Quote the listing below word for word, from its first line through the line containing "<point>441,207</point>", with both ends included. Omit the pictures from your answer.
#### RECORDS TO PROCESS
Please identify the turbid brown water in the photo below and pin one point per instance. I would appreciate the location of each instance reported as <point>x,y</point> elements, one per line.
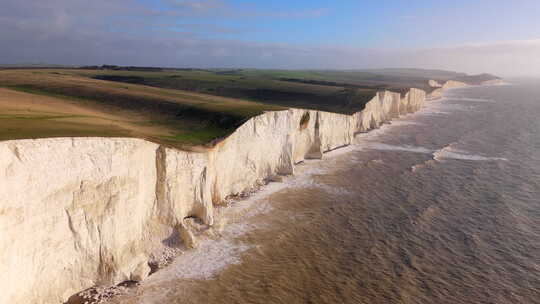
<point>441,207</point>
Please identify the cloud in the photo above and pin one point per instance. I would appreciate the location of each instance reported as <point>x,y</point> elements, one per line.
<point>126,33</point>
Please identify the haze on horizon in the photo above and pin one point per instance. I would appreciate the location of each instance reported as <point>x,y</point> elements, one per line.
<point>499,37</point>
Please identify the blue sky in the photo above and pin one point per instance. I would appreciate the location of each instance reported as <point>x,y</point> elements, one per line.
########
[WRITTEN RESPONSE]
Please identify the turbid brown water in the photo below and pin one point per instance. I would appreciate the location of each instance reported as <point>x,y</point> elements, one per line.
<point>441,207</point>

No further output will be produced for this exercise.